■ Written request:
Collect every line below that contains the string "dark", matching case exactly.

■ Data supplied:
- - - - -

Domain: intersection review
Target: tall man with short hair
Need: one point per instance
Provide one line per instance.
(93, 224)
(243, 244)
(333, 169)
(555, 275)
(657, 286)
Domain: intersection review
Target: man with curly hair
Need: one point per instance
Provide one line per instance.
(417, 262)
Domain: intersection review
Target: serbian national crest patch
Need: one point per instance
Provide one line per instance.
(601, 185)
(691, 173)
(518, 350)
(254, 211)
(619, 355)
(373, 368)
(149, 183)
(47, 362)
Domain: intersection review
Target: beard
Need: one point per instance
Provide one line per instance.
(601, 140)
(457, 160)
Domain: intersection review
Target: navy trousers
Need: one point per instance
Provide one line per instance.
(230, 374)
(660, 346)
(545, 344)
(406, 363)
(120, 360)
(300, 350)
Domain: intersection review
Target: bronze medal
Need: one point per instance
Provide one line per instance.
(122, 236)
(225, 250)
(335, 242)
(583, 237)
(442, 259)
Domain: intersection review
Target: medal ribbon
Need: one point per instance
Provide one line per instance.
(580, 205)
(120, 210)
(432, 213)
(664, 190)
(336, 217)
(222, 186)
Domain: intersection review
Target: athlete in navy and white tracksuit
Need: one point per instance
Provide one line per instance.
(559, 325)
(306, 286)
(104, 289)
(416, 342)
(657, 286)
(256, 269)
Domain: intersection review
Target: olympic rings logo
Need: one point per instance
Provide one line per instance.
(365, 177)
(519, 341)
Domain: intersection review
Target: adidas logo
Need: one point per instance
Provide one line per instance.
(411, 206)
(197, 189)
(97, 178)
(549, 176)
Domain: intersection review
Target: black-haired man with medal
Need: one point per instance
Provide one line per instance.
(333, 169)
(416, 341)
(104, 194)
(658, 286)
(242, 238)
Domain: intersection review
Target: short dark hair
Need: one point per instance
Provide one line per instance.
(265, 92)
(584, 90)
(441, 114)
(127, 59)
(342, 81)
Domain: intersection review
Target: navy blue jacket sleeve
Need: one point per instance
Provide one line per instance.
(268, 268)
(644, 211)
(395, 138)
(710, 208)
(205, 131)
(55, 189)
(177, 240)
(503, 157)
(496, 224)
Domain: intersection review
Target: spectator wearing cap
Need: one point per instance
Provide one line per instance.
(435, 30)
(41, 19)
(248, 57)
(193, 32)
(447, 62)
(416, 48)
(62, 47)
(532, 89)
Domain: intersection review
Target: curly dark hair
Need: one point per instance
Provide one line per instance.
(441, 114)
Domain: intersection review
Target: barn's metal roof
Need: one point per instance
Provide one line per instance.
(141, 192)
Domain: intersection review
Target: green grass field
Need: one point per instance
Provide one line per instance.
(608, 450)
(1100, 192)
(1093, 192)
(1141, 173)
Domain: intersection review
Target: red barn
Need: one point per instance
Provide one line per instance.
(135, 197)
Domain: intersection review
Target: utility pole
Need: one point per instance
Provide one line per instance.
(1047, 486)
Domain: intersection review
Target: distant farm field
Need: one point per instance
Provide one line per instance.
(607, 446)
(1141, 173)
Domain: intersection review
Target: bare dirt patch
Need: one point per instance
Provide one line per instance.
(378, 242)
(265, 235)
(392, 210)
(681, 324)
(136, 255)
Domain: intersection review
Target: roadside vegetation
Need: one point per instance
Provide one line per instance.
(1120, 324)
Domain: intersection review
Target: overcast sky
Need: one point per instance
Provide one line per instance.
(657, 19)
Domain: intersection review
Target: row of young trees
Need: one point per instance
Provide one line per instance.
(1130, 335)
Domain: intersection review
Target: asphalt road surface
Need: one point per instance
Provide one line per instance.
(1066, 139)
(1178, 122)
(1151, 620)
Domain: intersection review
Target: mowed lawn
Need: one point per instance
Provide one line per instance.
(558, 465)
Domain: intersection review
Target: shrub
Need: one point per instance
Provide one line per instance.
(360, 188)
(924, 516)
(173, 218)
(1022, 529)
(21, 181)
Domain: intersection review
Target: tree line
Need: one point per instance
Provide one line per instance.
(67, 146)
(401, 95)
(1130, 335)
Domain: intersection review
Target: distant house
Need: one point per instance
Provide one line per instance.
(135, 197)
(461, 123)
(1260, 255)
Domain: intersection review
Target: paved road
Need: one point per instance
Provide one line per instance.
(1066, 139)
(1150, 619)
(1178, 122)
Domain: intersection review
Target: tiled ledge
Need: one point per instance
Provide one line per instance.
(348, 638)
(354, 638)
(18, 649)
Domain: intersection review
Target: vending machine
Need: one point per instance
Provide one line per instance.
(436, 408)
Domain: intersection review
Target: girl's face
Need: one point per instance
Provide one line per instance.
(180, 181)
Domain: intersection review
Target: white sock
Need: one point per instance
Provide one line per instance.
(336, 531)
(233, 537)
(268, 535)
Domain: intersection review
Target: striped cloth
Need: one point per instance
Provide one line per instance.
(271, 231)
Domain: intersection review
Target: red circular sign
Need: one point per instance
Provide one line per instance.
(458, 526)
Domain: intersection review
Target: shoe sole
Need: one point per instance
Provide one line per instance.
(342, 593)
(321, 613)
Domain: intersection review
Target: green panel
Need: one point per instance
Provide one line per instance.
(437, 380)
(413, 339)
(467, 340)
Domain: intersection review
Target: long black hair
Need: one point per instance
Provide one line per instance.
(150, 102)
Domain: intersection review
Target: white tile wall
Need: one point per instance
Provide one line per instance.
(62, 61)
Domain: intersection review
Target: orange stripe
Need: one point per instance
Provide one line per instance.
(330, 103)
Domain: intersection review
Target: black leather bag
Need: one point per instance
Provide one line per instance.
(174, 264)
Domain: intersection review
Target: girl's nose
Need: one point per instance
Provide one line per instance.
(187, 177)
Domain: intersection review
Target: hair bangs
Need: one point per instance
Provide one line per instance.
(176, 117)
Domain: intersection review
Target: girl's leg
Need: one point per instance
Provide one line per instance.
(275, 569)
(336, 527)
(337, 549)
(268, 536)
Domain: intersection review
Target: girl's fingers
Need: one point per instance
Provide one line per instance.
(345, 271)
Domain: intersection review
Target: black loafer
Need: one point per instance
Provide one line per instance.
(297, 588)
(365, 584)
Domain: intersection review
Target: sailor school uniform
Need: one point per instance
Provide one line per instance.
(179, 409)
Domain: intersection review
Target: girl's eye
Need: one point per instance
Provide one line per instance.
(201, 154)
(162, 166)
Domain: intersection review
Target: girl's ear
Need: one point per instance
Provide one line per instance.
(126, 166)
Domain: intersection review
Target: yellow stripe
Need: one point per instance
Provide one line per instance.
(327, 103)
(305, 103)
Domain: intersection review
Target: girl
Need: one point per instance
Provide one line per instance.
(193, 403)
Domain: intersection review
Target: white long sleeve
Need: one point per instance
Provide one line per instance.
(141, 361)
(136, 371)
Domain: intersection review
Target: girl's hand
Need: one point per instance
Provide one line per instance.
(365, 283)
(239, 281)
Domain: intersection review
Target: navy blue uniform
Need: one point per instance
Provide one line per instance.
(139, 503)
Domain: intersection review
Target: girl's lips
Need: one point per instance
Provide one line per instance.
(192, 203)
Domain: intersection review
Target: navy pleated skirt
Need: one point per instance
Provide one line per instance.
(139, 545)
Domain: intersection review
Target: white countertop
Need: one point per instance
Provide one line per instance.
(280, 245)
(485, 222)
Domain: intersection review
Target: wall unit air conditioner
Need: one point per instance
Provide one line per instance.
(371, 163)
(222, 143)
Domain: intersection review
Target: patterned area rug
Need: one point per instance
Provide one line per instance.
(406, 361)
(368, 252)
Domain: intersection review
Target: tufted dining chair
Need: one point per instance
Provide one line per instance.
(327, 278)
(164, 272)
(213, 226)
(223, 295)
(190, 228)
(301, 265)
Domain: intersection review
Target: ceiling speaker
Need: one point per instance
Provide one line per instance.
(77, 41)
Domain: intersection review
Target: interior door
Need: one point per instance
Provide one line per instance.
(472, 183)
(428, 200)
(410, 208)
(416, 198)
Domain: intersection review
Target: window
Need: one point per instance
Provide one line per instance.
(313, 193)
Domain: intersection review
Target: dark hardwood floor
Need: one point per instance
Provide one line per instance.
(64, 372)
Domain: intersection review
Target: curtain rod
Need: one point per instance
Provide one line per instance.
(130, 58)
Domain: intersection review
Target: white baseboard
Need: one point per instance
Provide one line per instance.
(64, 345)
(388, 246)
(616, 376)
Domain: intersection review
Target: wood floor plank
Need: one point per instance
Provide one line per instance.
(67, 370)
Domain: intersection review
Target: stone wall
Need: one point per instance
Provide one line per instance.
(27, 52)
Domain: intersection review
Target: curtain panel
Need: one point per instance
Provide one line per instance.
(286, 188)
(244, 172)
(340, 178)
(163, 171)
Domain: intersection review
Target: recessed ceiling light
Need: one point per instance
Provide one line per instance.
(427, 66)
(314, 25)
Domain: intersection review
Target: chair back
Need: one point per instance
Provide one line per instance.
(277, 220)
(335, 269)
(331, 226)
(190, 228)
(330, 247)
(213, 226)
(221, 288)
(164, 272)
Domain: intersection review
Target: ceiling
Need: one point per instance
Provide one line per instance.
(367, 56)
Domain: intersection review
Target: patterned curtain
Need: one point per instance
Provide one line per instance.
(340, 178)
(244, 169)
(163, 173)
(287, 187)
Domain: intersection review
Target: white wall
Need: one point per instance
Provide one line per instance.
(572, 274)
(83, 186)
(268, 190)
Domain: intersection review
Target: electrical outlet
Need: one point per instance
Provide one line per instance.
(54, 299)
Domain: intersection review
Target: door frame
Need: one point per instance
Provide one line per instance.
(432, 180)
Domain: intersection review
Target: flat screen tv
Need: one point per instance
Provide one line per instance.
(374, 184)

- - - - -

■ Full output:
Target: short dark hair
Target: curly dark hair
Target: dark hardwood floor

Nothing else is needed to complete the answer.